Only the lines from the one containing "of the tissue" through the end of the material are to be echoed, each exactly as it appears.

■ ■ ■ ■ ■ ■ ■

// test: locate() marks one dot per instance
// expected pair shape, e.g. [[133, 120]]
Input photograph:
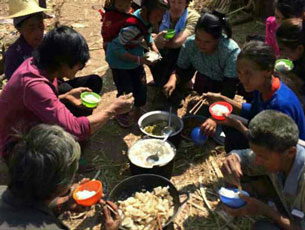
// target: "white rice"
[[219, 110], [152, 56], [229, 193], [85, 194], [139, 152], [91, 98]]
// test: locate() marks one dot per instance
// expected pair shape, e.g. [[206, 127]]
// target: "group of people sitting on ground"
[[43, 94]]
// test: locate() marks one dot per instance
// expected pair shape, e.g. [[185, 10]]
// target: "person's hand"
[[208, 127], [253, 207], [143, 60], [67, 203], [160, 39], [231, 169], [230, 121], [73, 96], [123, 104], [212, 97], [169, 87], [113, 221]]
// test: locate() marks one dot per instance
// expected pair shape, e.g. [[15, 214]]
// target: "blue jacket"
[[283, 100]]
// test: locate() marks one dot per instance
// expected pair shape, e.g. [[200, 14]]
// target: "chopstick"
[[159, 222], [239, 187], [111, 209], [198, 105]]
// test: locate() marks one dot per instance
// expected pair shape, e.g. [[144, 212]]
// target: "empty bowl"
[[170, 34], [219, 108], [89, 193], [90, 99], [230, 197], [198, 137]]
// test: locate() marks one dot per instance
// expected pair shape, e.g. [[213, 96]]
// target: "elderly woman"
[[31, 95], [183, 20], [28, 20], [42, 167]]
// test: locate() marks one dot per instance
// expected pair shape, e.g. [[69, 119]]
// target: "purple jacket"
[[29, 98]]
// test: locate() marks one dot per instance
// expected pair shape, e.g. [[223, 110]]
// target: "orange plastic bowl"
[[93, 185], [226, 104]]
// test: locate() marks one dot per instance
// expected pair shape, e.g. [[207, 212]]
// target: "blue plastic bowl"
[[198, 137], [233, 202]]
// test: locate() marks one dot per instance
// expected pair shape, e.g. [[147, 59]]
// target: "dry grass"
[[196, 168]]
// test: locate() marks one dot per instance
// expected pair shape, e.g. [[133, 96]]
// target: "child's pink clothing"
[[271, 27]]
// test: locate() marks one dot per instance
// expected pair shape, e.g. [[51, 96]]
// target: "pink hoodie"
[[29, 98]]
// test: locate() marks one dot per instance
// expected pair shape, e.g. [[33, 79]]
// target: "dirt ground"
[[196, 168]]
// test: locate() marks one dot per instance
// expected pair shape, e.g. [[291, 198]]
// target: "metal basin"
[[153, 117]]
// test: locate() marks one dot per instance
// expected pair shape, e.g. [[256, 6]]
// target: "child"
[[273, 138], [284, 9], [212, 53], [125, 56], [291, 40], [255, 66], [113, 18]]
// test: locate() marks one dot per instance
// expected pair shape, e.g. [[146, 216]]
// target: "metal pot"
[[163, 168], [147, 182], [157, 116]]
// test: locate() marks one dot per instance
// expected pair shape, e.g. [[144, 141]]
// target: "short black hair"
[[61, 46], [214, 23], [273, 130], [290, 8], [260, 53], [40, 161]]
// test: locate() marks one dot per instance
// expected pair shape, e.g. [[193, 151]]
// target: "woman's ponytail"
[[214, 23]]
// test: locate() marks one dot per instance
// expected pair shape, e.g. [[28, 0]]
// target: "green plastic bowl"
[[170, 34], [280, 68], [89, 102]]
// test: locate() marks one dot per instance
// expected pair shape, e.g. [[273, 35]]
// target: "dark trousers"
[[93, 82], [162, 70], [234, 139], [131, 81], [264, 225]]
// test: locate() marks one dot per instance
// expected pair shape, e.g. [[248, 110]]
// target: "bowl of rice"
[[90, 99], [230, 197], [89, 193], [219, 109]]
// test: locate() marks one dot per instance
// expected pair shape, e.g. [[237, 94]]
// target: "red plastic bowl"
[[93, 185], [226, 104]]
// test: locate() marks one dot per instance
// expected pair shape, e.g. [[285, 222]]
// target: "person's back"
[[17, 214]]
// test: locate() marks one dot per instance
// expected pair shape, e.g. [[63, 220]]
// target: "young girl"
[[255, 71], [212, 53], [284, 9], [127, 63]]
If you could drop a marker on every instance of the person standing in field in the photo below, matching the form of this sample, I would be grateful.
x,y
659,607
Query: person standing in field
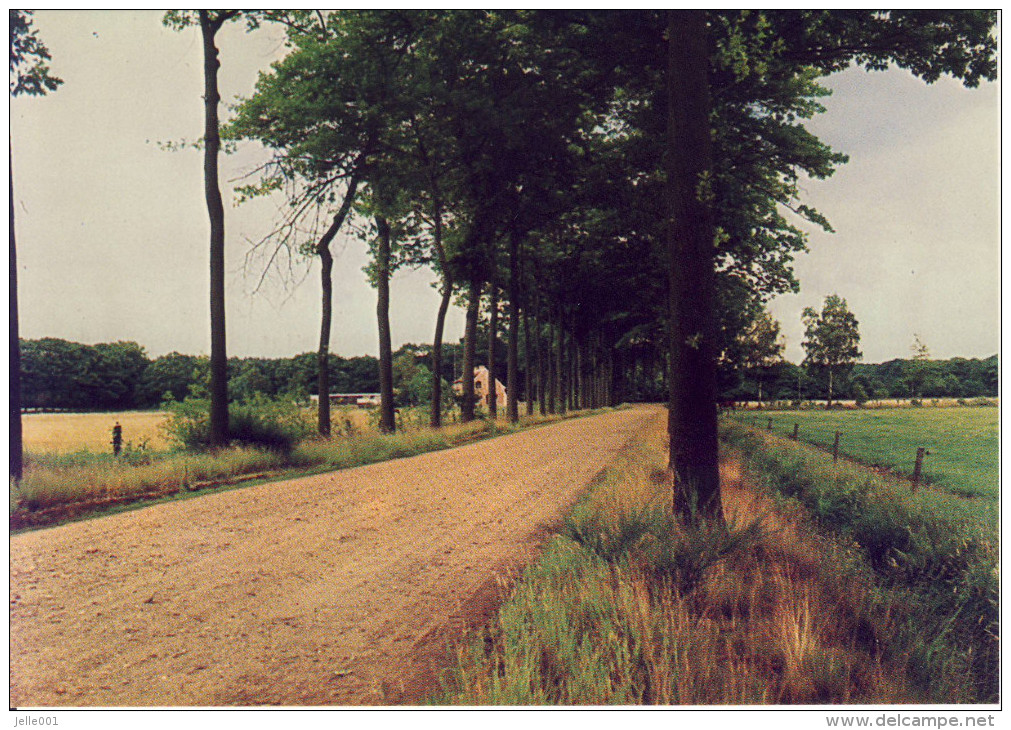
x,y
117,439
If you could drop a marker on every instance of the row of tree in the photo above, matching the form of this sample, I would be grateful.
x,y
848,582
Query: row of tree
x,y
622,184
114,376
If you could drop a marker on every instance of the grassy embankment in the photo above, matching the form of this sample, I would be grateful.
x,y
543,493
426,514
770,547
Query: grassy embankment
x,y
832,585
58,486
962,442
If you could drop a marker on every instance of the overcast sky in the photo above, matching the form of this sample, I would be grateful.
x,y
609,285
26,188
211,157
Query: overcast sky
x,y
112,231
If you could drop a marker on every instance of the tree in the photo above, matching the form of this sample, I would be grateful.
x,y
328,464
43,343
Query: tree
x,y
691,268
761,346
919,370
831,338
29,74
210,21
767,50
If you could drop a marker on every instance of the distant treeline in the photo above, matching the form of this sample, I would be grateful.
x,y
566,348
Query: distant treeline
x,y
114,376
120,376
913,378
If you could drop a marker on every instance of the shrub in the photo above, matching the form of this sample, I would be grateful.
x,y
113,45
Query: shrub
x,y
261,422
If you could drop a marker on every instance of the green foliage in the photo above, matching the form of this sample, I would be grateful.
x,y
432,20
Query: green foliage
x,y
832,335
29,72
273,424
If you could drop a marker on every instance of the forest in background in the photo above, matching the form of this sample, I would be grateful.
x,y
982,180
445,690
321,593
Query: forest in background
x,y
120,376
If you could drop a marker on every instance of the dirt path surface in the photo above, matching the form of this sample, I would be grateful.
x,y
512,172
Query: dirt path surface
x,y
338,588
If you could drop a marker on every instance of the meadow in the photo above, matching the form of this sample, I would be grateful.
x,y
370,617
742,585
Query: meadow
x,y
961,441
68,433
66,478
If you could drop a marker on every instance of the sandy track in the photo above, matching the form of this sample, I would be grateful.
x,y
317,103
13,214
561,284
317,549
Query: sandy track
x,y
338,588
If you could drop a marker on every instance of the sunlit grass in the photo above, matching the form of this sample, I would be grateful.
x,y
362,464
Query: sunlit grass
x,y
629,608
60,484
962,442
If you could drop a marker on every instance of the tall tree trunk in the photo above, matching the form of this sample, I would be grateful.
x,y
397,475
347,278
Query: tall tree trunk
x,y
512,360
573,371
560,364
469,350
327,281
323,356
215,211
447,295
492,336
542,389
529,391
580,380
691,252
552,361
16,447
387,421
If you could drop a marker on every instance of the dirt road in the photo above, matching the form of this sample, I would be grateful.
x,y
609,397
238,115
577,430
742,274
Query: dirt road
x,y
338,588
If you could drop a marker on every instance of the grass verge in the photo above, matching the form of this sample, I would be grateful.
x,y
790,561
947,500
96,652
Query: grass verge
x,y
626,607
58,487
962,442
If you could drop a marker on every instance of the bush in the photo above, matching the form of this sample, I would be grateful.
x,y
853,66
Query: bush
x,y
261,422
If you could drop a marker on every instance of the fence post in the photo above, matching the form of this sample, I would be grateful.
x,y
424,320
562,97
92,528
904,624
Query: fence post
x,y
918,466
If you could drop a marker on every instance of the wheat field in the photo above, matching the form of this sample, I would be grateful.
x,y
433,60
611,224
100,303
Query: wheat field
x,y
69,433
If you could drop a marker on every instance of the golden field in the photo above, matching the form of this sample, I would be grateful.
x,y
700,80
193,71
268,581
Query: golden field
x,y
68,433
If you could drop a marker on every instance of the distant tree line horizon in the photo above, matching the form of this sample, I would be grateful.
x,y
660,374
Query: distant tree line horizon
x,y
62,374
619,189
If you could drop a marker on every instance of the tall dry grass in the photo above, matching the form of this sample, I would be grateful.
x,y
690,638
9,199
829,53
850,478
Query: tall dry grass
x,y
69,433
57,486
630,608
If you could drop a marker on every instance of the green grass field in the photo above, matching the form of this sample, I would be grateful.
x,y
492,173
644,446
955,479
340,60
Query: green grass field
x,y
962,442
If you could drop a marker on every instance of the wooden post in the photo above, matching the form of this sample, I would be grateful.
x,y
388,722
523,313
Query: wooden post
x,y
918,467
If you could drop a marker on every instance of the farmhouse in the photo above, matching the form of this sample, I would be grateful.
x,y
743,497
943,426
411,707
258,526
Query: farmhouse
x,y
481,388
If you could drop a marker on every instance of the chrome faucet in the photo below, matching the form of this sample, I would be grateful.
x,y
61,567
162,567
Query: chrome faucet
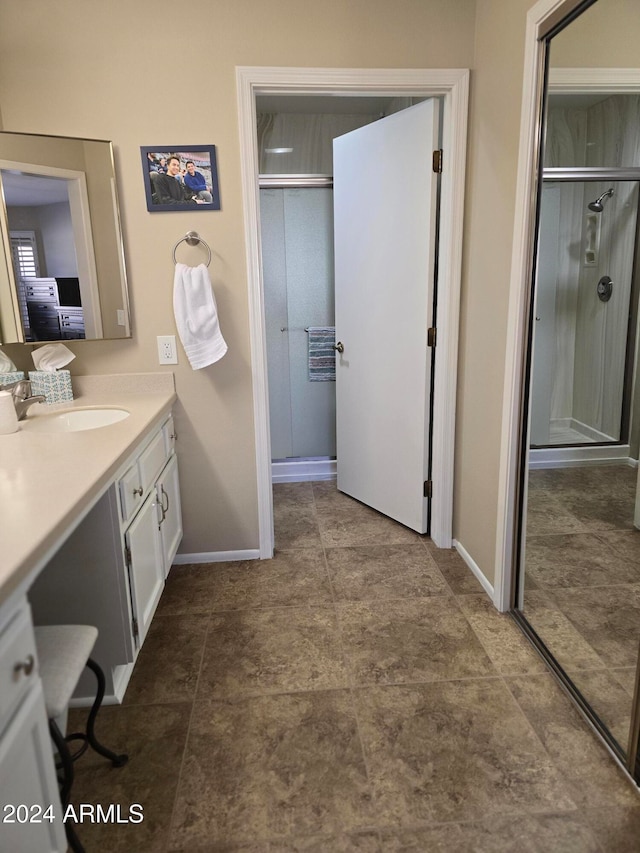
x,y
22,396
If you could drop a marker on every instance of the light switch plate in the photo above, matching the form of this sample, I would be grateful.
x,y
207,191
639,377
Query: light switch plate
x,y
167,352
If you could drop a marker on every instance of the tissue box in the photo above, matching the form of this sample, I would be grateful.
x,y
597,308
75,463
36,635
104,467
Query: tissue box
x,y
7,378
56,386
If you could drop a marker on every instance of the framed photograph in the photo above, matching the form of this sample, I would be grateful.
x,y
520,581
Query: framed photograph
x,y
180,177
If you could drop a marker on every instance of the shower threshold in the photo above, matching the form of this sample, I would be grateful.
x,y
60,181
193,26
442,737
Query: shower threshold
x,y
300,469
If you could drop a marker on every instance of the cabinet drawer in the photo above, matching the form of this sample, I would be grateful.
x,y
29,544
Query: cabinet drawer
x,y
170,436
151,461
18,663
134,485
131,491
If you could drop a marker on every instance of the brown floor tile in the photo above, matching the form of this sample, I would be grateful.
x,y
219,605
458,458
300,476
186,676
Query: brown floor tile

■ ■ ■ ■ ■ ■ ■

▶ Response to the task:
If you could drop a marker on every instance of the tissue box in the photo above, matching the form of this sample, I would be grateful.
x,y
597,308
75,463
36,635
104,467
Query: tissue box
x,y
7,378
56,386
If you could drop a marker on every instance of the framed photograph in the photo above, matching the form of this sample, I would be grateful.
x,y
520,581
Query: framed photograph
x,y
180,177
If you could drop a marker on every instance of the shower threshold in the photo above, matching the form of this sample, I would be grateful.
x,y
60,181
193,26
442,737
Query: shower threshold
x,y
300,469
If you could drop a marker on every instance of the cabinet drawer in the photo above, matching the form of this sample, I would be grateful.
x,y
29,544
Query: cabinet drawer
x,y
170,436
151,461
18,663
134,485
131,491
If you could drop a marker on every instance of the brown floor tile in the photo above, matching the form of this sample, I would be grateful.
x,y
219,605
458,458
300,476
186,676
Query: brown floor tile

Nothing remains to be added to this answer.